- Requirement 1 -
Translate this sentence from the court passage into Spanish: "However, all of those cases were decided prior to Thompson and some of them are flatly inconsistent with Thompson's teachings."
- Requirement 2 -
What reason does the court passage give for doubting the cases the plaintiff cites?

- Document passage -
[start]

In his opposition to Defendant's motion, Plaintiff cites several cases from this district in which violations of General Orders or rules have been permitted to be brought to the jury's attention. However, all of those cases were decided prior to Thompson and some of them are flatly inconsistent with Thompson's teachings. Compare Charles v. Cotter, 867 F. Supp. 648, 664 (N.D. Ill. 1994) (finding that "evidence that the defendants violated police rules, regulations, etc. to be relevant and probative with respect to [plaintiff's] claim that the defendants violated his constitutional rights" and denying motion in limine on that basis) with Thompson, 472 F.3d at 455 (stating flatly that "the violation of police regulations or even a state law is completely immaterial as to the question of whether a violation of the federal constitution has been established") (emphasis added); id. ("Whether Officer Hespe's conduct conformed with the internal CPD General Orders concerning the use of force on an assailant was irrelevant to the jury's determination" of whether the officer's actions violated the Fourth Amendment) (emphasis added).

[end]

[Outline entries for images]
[start]

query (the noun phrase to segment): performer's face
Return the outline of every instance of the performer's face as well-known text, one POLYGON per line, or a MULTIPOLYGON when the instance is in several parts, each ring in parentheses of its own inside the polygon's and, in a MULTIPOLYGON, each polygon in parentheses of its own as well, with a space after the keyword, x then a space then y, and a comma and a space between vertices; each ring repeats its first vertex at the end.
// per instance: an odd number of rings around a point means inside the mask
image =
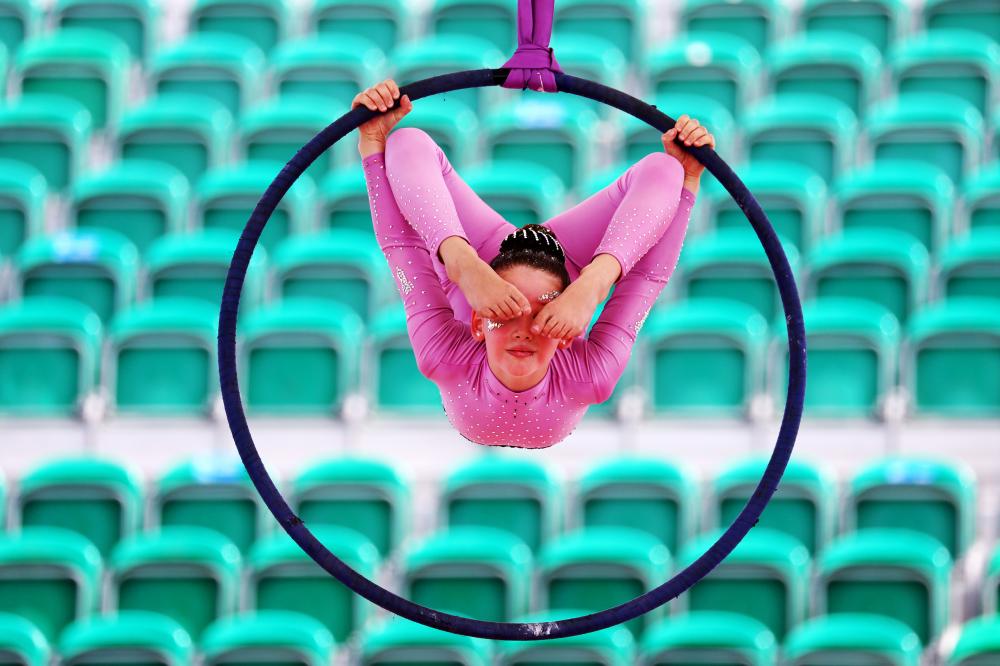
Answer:
POLYGON ((532 333, 535 316, 551 300, 540 296, 562 289, 562 280, 547 271, 530 266, 511 266, 498 275, 521 290, 531 303, 531 314, 514 319, 493 321, 472 313, 472 335, 486 342, 486 357, 490 369, 504 386, 512 391, 531 388, 545 377, 556 349, 571 343, 532 333), (527 352, 518 352, 522 348, 527 352))

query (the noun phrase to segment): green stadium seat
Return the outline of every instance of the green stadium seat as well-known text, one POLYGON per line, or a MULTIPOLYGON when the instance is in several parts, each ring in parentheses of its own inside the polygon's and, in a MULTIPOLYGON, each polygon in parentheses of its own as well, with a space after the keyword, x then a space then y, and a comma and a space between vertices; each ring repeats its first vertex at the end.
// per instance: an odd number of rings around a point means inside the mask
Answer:
POLYGON ((938 262, 939 298, 1000 298, 1000 227, 953 239, 938 262))
POLYGON ((43 232, 48 186, 34 167, 0 158, 0 256, 43 232))
POLYGON ((389 557, 411 523, 409 484, 391 465, 337 458, 303 470, 292 485, 291 506, 309 525, 346 527, 364 535, 380 557, 389 557))
POLYGON ((801 29, 848 32, 864 37, 881 53, 910 31, 911 10, 904 0, 806 0, 801 29))
POLYGON ((260 96, 264 53, 233 34, 191 33, 153 57, 149 86, 157 94, 185 93, 221 102, 234 118, 260 96))
POLYGON ((139 253, 107 229, 35 236, 16 259, 22 296, 58 296, 90 307, 107 323, 135 299, 139 253))
MULTIPOLYGON (((587 615, 583 609, 547 609, 523 615, 517 622, 550 622, 568 617, 587 615)), ((577 636, 565 636, 544 641, 500 641, 497 643, 497 663, 502 666, 532 664, 563 664, 564 666, 628 666, 636 664, 635 639, 621 625, 598 629, 577 636)))
POLYGON ((833 196, 839 229, 897 229, 935 255, 951 235, 955 186, 930 164, 872 162, 838 179, 833 196))
MULTIPOLYGON (((735 522, 763 478, 767 463, 766 458, 743 460, 715 477, 712 509, 717 527, 728 528, 735 522)), ((789 460, 757 525, 795 537, 815 555, 833 536, 838 508, 836 485, 823 467, 789 460)))
POLYGON ((816 614, 887 615, 926 645, 948 617, 951 567, 948 549, 921 532, 879 528, 841 536, 817 562, 816 614))
POLYGON ((71 416, 97 385, 100 318, 76 301, 28 297, 0 308, 0 411, 71 416))
MULTIPOLYGON (((311 528, 320 543, 360 575, 371 578, 378 551, 359 532, 332 525, 311 528)), ((366 625, 372 604, 323 570, 284 532, 254 544, 248 559, 247 607, 293 611, 319 621, 338 643, 366 625), (316 599, 323 599, 317 604, 316 599)))
POLYGON ((880 93, 882 54, 864 37, 810 30, 770 47, 768 92, 827 95, 860 116, 880 93))
POLYGON ((907 328, 906 386, 918 413, 1000 414, 1000 316, 993 299, 940 301, 907 328))
POLYGON ((961 97, 988 114, 998 92, 1000 44, 997 37, 966 29, 936 28, 896 44, 887 65, 899 94, 939 92, 961 97))
POLYGON ((782 654, 788 666, 918 666, 922 647, 913 630, 899 620, 867 613, 835 613, 811 618, 793 629, 782 654))
POLYGON ((378 309, 399 302, 374 233, 350 229, 291 236, 273 256, 281 298, 319 298, 351 307, 368 323, 378 309))
POLYGON ((989 666, 1000 658, 1000 615, 977 617, 962 625, 947 666, 989 666))
POLYGON ((264 53, 288 37, 292 10, 280 0, 198 0, 191 8, 192 33, 233 34, 264 53))
MULTIPOLYGON (((288 155, 288 159, 291 159, 291 155, 288 155)), ((281 172, 283 165, 283 162, 271 161, 244 162, 239 166, 208 171, 195 190, 195 228, 225 229, 236 233, 243 231, 257 202, 281 172)), ((272 252, 288 236, 310 231, 313 227, 311 218, 314 199, 315 186, 312 179, 300 176, 281 198, 261 233, 258 245, 272 252)), ((235 245, 233 249, 236 249, 235 245)))
POLYGON ((109 460, 53 460, 21 478, 19 522, 79 532, 107 557, 120 539, 142 525, 140 483, 132 471, 109 460))
POLYGON ((65 28, 31 39, 15 69, 24 95, 58 95, 79 102, 94 129, 118 125, 125 105, 128 47, 117 37, 86 28, 65 28))
POLYGON ((761 390, 767 321, 749 305, 689 298, 656 307, 644 334, 640 381, 654 414, 740 416, 761 390))
MULTIPOLYGON (((712 530, 688 542, 678 557, 678 569, 701 557, 724 531, 712 530)), ((782 641, 806 617, 810 566, 809 551, 802 542, 758 526, 680 599, 688 611, 752 617, 782 641)))
POLYGON ((799 164, 827 183, 851 168, 857 153, 857 117, 846 104, 816 93, 764 98, 747 111, 743 126, 751 161, 799 164))
POLYGON ((0 608, 30 621, 49 643, 97 611, 100 579, 101 554, 76 532, 30 527, 0 534, 0 608))
MULTIPOLYGON (((826 181, 800 164, 780 161, 752 162, 739 171, 740 179, 767 212, 778 236, 808 251, 823 233, 826 181)), ((709 229, 750 229, 746 213, 714 178, 702 182, 699 199, 708 208, 709 229)))
POLYGON ((723 32, 745 39, 759 53, 791 33, 791 12, 778 0, 724 2, 688 0, 678 17, 679 32, 723 32))
POLYGON ((108 330, 104 386, 119 413, 207 416, 219 392, 218 308, 188 298, 146 301, 108 330))
POLYGON ((774 634, 752 617, 691 611, 650 627, 639 654, 643 666, 771 666, 776 663, 777 643, 774 634))
POLYGON ((246 553, 267 521, 246 468, 238 458, 204 457, 168 470, 156 486, 153 523, 214 529, 246 553))
POLYGON ((520 537, 533 553, 563 526, 563 488, 539 463, 480 455, 444 480, 444 527, 496 527, 520 537))
POLYGON ((163 162, 124 160, 74 184, 69 219, 77 229, 111 229, 144 254, 160 236, 178 233, 187 219, 189 188, 163 162))
POLYGON ((900 324, 927 300, 927 250, 902 231, 850 229, 817 245, 806 263, 806 298, 868 300, 900 324))
POLYGON ((240 375, 254 413, 339 415, 358 390, 364 324, 348 306, 285 299, 242 328, 240 375))
MULTIPOLYGON (((383 53, 389 53, 410 36, 416 18, 416 8, 398 0, 317 0, 307 22, 327 41, 364 35, 383 53), (327 39, 330 37, 336 39, 327 39)), ((414 79, 400 79, 399 83, 409 80, 414 79)))
MULTIPOLYGON (((783 242, 793 273, 798 250, 783 242)), ((767 255, 749 223, 691 239, 677 264, 674 288, 686 298, 726 298, 746 303, 769 321, 782 313, 767 255)))
POLYGON ((454 527, 413 543, 401 560, 402 596, 489 622, 528 611, 532 557, 510 532, 454 527))
POLYGON ((175 666, 191 663, 194 646, 180 624, 160 613, 123 611, 77 620, 59 640, 60 663, 175 666))
POLYGON ((232 117, 219 103, 173 93, 153 98, 122 118, 116 151, 122 159, 166 162, 192 186, 228 161, 232 117))
POLYGON ((367 625, 359 637, 358 666, 489 666, 493 646, 433 629, 400 616, 367 625))
POLYGON ((261 663, 325 666, 336 643, 317 620, 291 611, 259 611, 216 620, 201 640, 205 666, 261 663))
POLYGON ((700 491, 692 471, 634 456, 594 464, 579 479, 573 527, 631 527, 671 553, 697 531, 700 491))
POLYGON ((652 50, 643 65, 657 98, 709 97, 737 120, 761 93, 761 66, 760 54, 745 39, 713 32, 678 35, 652 50))
POLYGON ((122 541, 111 554, 108 610, 162 613, 199 640, 236 610, 240 551, 203 527, 161 527, 122 541))
POLYGON ((50 190, 67 189, 84 170, 90 114, 58 95, 25 95, 0 107, 0 159, 23 162, 50 190))
MULTIPOLYGON (((628 527, 587 527, 550 539, 538 555, 538 608, 575 605, 593 613, 618 606, 666 582, 667 547, 628 527)), ((624 622, 639 640, 663 607, 624 622)))
POLYGON ((13 613, 0 613, 0 662, 48 666, 51 655, 49 642, 38 627, 13 613))
POLYGON ((976 477, 960 463, 914 457, 881 460, 851 480, 844 531, 895 527, 934 537, 957 560, 972 545, 976 477))
POLYGON ((151 0, 59 0, 52 11, 60 28, 87 28, 113 35, 141 62, 156 47, 162 10, 151 0))
MULTIPOLYGON (((803 306, 809 382, 805 407, 810 416, 877 418, 896 387, 899 322, 881 305, 853 298, 820 298, 803 306)), ((783 404, 788 392, 788 337, 785 320, 774 329, 771 387, 783 404)))
POLYGON ((873 160, 926 162, 956 185, 974 175, 982 159, 982 115, 964 100, 939 92, 908 92, 869 108, 865 119, 873 160))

[end]

- Task solution 1 -
Sin embargo, todos esos casos se decidieron antes de Thompson y algunos de ellos son abiertamente incompatibles con las enseñanzas de Thompson.

- Task solution 2 -
All of those cases were decided before Thompson, and some of them flatly conflict with it. Thompson holds that violating police regulations or even a state law is completely immaterial to whether a federal constitutional violation has been shown.